Assignment: Every record that follows should be output exactly as it is given.

[Working data Boundary: Start]

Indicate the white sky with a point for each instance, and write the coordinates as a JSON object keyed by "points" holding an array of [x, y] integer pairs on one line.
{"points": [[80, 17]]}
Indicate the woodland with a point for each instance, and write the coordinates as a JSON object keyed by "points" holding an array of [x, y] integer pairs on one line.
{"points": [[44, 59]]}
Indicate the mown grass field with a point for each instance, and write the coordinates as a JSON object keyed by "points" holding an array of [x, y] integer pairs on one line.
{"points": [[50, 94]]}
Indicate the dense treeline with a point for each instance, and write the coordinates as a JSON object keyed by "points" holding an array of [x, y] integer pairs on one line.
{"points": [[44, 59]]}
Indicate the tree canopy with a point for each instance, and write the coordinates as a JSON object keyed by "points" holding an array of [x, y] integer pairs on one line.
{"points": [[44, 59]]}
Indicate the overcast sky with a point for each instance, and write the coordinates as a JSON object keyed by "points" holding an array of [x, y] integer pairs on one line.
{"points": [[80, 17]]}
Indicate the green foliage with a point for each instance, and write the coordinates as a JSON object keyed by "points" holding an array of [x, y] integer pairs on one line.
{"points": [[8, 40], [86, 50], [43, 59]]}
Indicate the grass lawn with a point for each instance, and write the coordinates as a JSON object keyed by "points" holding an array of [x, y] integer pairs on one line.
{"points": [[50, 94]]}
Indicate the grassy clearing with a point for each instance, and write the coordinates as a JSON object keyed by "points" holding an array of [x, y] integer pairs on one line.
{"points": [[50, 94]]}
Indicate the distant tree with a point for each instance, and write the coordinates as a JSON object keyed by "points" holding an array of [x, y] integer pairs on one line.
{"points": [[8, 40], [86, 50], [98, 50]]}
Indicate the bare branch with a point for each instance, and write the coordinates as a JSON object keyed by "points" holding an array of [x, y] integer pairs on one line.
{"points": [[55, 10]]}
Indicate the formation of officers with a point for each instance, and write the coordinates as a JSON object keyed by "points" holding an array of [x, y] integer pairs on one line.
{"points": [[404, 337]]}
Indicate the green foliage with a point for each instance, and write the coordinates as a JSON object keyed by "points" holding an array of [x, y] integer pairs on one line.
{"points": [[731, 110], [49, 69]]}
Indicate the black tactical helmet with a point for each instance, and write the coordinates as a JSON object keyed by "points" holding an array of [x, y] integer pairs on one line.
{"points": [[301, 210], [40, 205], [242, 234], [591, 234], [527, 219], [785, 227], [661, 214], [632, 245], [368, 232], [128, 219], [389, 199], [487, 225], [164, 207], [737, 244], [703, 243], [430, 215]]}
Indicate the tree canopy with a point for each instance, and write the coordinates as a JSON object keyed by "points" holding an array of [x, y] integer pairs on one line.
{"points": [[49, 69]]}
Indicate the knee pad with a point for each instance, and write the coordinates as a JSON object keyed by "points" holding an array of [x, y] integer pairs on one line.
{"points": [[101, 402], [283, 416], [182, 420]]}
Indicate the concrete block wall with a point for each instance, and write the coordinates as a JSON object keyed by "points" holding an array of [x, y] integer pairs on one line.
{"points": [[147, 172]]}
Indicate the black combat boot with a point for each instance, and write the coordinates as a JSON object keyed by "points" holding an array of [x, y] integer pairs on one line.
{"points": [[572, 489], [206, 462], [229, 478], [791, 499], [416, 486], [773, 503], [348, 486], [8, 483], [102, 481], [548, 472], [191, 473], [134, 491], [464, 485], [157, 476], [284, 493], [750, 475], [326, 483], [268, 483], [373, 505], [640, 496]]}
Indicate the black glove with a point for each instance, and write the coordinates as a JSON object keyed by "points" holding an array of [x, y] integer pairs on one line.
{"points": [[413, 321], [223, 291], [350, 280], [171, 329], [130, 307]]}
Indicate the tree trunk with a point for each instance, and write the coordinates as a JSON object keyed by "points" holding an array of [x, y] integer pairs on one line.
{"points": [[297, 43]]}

[Working data Boundary: End]

Answer for this exercise:
Indicate the white sky with a point for each instance, and write the coordinates as a JSON object keyed by "points" holding an array of [x, y] integer pairs on one line.
{"points": [[80, 17]]}
Indicate the woodland with a point for each instance, and write the coordinates as a JSON object keyed by "points" holding an array of [x, y] integer pairs on one line.
{"points": [[44, 59]]}
Indicate the mown grass field with a point for each instance, and write the coordinates as a JSON object keyed by "points" holding an array of [x, y] integer pairs on one line.
{"points": [[50, 94]]}
Indicate the dense treeline with a point for each instance, and write the coordinates as a JSON object keyed by "points" holding an array of [x, y] integer pairs on one line.
{"points": [[44, 59]]}
Indicate the tree canopy with a point for each instance, and write the coordinates as a JSON object keyed by "points" holding an array of [x, y] integer pairs on one line.
{"points": [[44, 59]]}
Indicate the overcast sky with a point for each instance, and write the coordinates as a JSON object keyed by "points" holding an array of [x, y] integer pairs on one line.
{"points": [[80, 17]]}
Indicate the green foliage with a point for each instance, and write the coordinates as a JSON object keyed by "points" holding an array of [x, y] integer pairs on one line.
{"points": [[8, 40], [86, 50], [43, 59]]}
Indicate the grass lawn with a point for each instance, and write the coordinates as a JSON object keyed by "points" holding an array of [x, y] integer pairs on one line.
{"points": [[50, 94]]}
Indicate the grassy clearing with a point for each instance, and write the coordinates as a JSON object keyed by "points" holding an array of [x, y] integer pairs on one line.
{"points": [[50, 94]]}
Indicate the distant tree with a point for each instance, and write the coordinates as a JSON object keyed by "points" holding an array of [x, y] integer pairs on one line.
{"points": [[8, 40], [86, 50], [98, 50]]}
Indicate the bare branch with a point for each instance, and write the coordinates as a JSON object keyed by "points" holding an array of [x, y] integer pairs on one line.
{"points": [[55, 10]]}
Indicate the formation of officers with a point for each instance, and write the coordinates as a JSON object keyed by "points" holding an array of [x, y] integer pairs on one line.
{"points": [[404, 337]]}
Indicate the green foliage with a point for each instance, and write the coordinates as a JSON object keyed by "points" holding an array of [x, y] integer pairs on one line.
{"points": [[731, 110], [49, 69]]}
Indicate the black tactical helmet with a point for each instance, and write the coordinates as a JSON object keyed by "points" holding an array of [x, y] integer pairs on one line.
{"points": [[301, 210], [40, 205], [242, 234], [591, 234], [527, 219], [785, 227], [661, 214], [632, 245], [368, 232], [128, 219], [389, 199], [487, 225], [164, 207], [737, 244], [703, 243], [430, 215]]}
Indicate the tree canopy with a point for each instance, and write the coordinates as a JSON object keyed by "points" holding an array of [x, y] integer pairs on one line.
{"points": [[49, 69]]}
Indicate the knee pad with a point for each instance, and write the coordinates as a JSON object keyed by "points" holding an array of [x, y] integer pairs on one line.
{"points": [[101, 402], [283, 416], [182, 420]]}
Indicate the concrete block wall with a point for each instance, and write the coordinates as a JSON object keyed by "points" holding an array of [x, y] integer pairs on one line.
{"points": [[147, 172]]}
Indicate the black combat boot with a point for each instance, and write the coordinates as a JSON object keyed by "points" holding an array of [x, y] integer pairs on one line.
{"points": [[572, 489], [206, 462], [229, 478], [791, 499], [416, 486], [773, 503], [348, 486], [8, 483], [102, 481], [548, 472], [191, 473], [134, 491], [464, 485], [157, 476], [284, 493], [750, 475], [326, 483], [268, 483], [373, 505], [640, 496]]}
Indicate the black glove with a point for each instance, and write the coordinates as a JSON object keyed by "points" holding an array of [x, y] integer pairs on one line.
{"points": [[413, 321], [223, 291], [350, 280], [171, 329], [130, 307]]}
Indicate the tree trunk with a point for each instance, and write the coordinates as a JSON object keyed by "points" holding an array of [x, y] integer pairs on one line.
{"points": [[297, 43]]}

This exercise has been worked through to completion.